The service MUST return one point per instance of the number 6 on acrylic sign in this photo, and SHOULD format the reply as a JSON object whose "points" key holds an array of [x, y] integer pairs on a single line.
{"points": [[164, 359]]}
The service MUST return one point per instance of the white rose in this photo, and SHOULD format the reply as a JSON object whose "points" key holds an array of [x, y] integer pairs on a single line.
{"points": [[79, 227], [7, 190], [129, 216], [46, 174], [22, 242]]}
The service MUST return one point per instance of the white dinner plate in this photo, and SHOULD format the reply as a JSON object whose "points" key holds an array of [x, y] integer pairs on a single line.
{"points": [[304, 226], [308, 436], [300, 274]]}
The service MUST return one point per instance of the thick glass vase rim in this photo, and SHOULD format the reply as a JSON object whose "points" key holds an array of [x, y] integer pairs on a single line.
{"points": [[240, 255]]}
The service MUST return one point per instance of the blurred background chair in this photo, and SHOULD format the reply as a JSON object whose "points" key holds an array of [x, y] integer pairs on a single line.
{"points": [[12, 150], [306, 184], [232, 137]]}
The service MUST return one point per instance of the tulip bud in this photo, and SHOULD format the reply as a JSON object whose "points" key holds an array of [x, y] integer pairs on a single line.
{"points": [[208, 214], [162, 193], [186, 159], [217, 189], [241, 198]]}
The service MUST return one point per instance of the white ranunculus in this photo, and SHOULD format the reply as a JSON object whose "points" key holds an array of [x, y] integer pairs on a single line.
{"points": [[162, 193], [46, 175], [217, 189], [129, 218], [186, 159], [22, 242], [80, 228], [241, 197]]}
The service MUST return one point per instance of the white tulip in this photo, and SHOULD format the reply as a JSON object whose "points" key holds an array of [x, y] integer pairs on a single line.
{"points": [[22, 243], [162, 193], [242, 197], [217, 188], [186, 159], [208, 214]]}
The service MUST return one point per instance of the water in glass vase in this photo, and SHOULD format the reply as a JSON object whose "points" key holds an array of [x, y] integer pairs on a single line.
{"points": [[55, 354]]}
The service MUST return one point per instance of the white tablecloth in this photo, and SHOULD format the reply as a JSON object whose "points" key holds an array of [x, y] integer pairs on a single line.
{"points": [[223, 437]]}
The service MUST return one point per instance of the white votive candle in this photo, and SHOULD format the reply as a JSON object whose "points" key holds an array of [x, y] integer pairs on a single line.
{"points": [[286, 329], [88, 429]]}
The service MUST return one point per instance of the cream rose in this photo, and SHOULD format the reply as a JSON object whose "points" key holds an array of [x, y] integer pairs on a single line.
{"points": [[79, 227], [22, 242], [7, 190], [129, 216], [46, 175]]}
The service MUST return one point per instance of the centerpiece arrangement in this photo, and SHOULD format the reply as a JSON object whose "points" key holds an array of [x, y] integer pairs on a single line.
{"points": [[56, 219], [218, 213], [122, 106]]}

### Task requirements
Beginning with the opening line and ending with the final one, transcribe the material exactly.

### Exercise output
The service MUST return one point per instance of the number 6 on acrylic sign in this photo, and SHOULD format the reply as a JSON object whose "points" key holds an array of [x, y] integer pairs on a single line.
{"points": [[164, 359]]}
The service MUST return one point per instance of the white rose in this photo, and SHOULD format the reply as a JSON object whose "points" key holds an array of [x, y] integer pairs on a single line.
{"points": [[79, 227], [7, 190], [129, 216], [46, 174], [22, 242]]}
The service MUST return one point per instance of the white dinner plate in this photo, and SHOULD format the reply as a JSON object whose "points" key holds an array of [x, y] integer pairs on a single line.
{"points": [[304, 226], [308, 436], [300, 274]]}
The service MUST return one point per instance of the thick glass vase rim in this photo, and SHOULD format the reply as a JSON object whose "points" key holds an array of [x, y] integer pairs on a single line.
{"points": [[240, 255]]}
The service MUST return one point per instance of the blurred background chair in this photo, and SHOULD format the reply as a JSON object whose "points" key holds an array of [x, y] integer pairs on a single line.
{"points": [[12, 150], [306, 184], [232, 137]]}
The service MUST return one point per instance of the tulip bud in this photo, and SHOULD format the reply as a JSON object whose "points" key holds an array of [x, y] integer pairs on a single line.
{"points": [[208, 214], [162, 193], [186, 159], [217, 189], [241, 198]]}
The service MUST return one point per instance of the white ranunculus in this photo, and SHOULD format the reply as a JSON object whose "points" key holds an array of [x, y] integer pairs on a single line.
{"points": [[162, 193], [46, 175], [217, 189], [129, 218], [186, 159], [22, 242], [80, 228], [241, 197]]}
The service MUST return one point per instance of the white tulip in this photo, and SHOULD format the reply as a JSON object whose "points" key holds an array of [x, y] integer pairs on a single line.
{"points": [[22, 243], [162, 193], [242, 197], [217, 188], [186, 159], [208, 214]]}
The service MUST return one point per instance of the water in glass vase in this photo, and SHOULD format the reply as a JSON object whose "points" key holds an array of [x, y] integer pairs on a single line.
{"points": [[55, 354]]}
The service MUST return one point per instance of the white tablecloth in this photo, and SHOULD format the reply as a JSON object whose "points" key holds an array of [x, y] integer pairs on a single line.
{"points": [[223, 437]]}
The service MUST return one point per instance of the white votive candle in this photo, and SHOULD format the reply as a JSON object whose "points" key holds an array of [x, y] integer pairs on a single line.
{"points": [[286, 329], [88, 429]]}
The service MUST return one point per instance of the cream rose in this photo, and SHOULD format the reply as a JSON object whose "points" key holds an array of [x, y] integer pairs on a single line.
{"points": [[79, 227], [22, 242], [7, 190], [129, 216], [46, 175]]}
The service MUST return one point per instance of the centerpiece arrangement in this photo, and SHOULD format the reply as a JSON object whose "points" key holds an array of [x, y] integer pairs on a single line.
{"points": [[56, 219], [218, 213], [122, 106]]}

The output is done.